Data excerpts:

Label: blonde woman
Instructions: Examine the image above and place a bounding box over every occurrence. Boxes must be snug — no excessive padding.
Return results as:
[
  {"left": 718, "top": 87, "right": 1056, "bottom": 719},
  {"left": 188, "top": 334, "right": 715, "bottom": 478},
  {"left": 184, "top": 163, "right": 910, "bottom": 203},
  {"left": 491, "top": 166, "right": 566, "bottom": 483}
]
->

Aim of the exercise: Repeat all the material, keeping each line identical.

Written response:
Label: blonde woman
Instructions: Examine the image above and place a bounding box over every occurrence. Boxes must be snug — no excessive padding.
Return results as:
[
  {"left": 718, "top": 87, "right": 1056, "bottom": 719},
  {"left": 188, "top": 334, "right": 715, "bottom": 478},
  {"left": 184, "top": 163, "right": 910, "bottom": 203},
  {"left": 491, "top": 166, "right": 566, "bottom": 483}
]
->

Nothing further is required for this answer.